(Point localization data)
*** Begin section ***

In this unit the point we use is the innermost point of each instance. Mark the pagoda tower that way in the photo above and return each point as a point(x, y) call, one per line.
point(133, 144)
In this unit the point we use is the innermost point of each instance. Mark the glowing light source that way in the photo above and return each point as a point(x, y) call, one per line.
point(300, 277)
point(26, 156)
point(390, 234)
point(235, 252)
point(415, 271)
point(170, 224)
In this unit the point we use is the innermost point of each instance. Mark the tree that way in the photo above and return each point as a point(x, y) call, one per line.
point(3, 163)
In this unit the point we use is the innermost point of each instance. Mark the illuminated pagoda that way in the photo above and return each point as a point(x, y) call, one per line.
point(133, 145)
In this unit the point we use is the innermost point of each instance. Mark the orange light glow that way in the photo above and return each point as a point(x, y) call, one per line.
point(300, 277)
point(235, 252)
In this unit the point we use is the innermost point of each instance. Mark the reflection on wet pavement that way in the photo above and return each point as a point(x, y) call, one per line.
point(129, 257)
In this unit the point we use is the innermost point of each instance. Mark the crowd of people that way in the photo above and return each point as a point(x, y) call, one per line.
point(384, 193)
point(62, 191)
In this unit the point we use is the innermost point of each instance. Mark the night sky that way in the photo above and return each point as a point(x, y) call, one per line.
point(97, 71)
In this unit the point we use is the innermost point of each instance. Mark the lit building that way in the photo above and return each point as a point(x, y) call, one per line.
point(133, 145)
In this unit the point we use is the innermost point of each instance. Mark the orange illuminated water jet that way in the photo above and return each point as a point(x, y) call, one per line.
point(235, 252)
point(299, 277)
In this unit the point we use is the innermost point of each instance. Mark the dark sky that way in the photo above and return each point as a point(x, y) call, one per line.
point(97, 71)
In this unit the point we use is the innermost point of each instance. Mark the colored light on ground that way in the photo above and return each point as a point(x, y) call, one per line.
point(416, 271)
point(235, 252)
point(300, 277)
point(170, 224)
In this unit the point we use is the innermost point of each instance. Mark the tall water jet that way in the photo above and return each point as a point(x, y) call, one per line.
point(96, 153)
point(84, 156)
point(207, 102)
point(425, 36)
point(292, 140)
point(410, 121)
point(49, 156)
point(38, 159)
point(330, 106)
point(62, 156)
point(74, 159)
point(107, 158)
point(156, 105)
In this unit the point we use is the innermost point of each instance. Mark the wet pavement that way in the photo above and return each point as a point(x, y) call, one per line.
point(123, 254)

*** End section ***

# [Work request]
What's wanted is a faithful copy of each entry above.

# [Result of this exercise]
In this unit the point we use is the innermost point of each instance. Mark the pagoda tower that way in the photo above and return each point as a point(x, y) call, one per line.
point(133, 144)
In this unit the point we use is the innermost point of each instance. Mark the glowing light source that way in the photo above and return each point as a point(x, y) call, one per line.
point(300, 277)
point(26, 156)
point(390, 234)
point(235, 252)
point(415, 271)
point(170, 224)
In this unit the point we use is the innermost point of each instance. Mark the tree that way in the photo above and return each point as a point(x, y) call, one per line.
point(3, 163)
In this unit the point we use is the innermost point of each instance. Mark the illuminated pagoda that way in the photo above and return each point as a point(x, y) call, one per line.
point(133, 145)
In this unit the point we use is the innermost point of each instance. Mark the orange light glow that way in the photo above and return each point as a point(x, y) call, one per line.
point(300, 277)
point(235, 252)
In this unit the point we use is the innermost point of each instance. Mark the reflection on wet pavement that way in the photo above and return each point as a point(x, y) call, one per line.
point(129, 257)
In this unit the point we use is the innermost point of each instance. Mark the crowd of people that way in the photo above and return each point as a point(x, y) call, one per line.
point(384, 193)
point(62, 191)
In this unit the point we use is the innermost point of each instance. Mark the night sky that way in the photo above and return each point as a point(x, y) call, one per line.
point(97, 71)
In this unit the point we use is the innermost point of each instance. Mark the lit building that way in the photo above and return each point as a point(x, y) call, one per line.
point(133, 145)
In this unit the point we use is the innermost point of each instance. Mark the orange illuminated water jet that way in the photo above and return each point as a point(x, y) call, one per line.
point(235, 252)
point(299, 277)
In this unit the point we use is the innermost point of each instance. Mark the dark sky that way in the photo above and return each point as a point(x, y) call, one per line.
point(97, 71)
In this unit the point we use is the innermost point of each instance. Mark the colored light on ground that way in the photo above and return each point as a point(x, y) call, one per line.
point(416, 271)
point(235, 252)
point(300, 277)
point(170, 224)
In this unit the point we use is the innermost point of each instance. Mark the tall water jet that way in the photo above and return each point as a point(x, y) call, one per line.
point(96, 153)
point(84, 156)
point(207, 102)
point(425, 36)
point(292, 140)
point(410, 121)
point(49, 156)
point(38, 159)
point(330, 106)
point(62, 156)
point(74, 159)
point(107, 158)
point(156, 105)
In this unit the point we use is the innermost point of each instance. Mark the wet pavement that way in the photo above and return each point as a point(x, y) call, one per line.
point(123, 254)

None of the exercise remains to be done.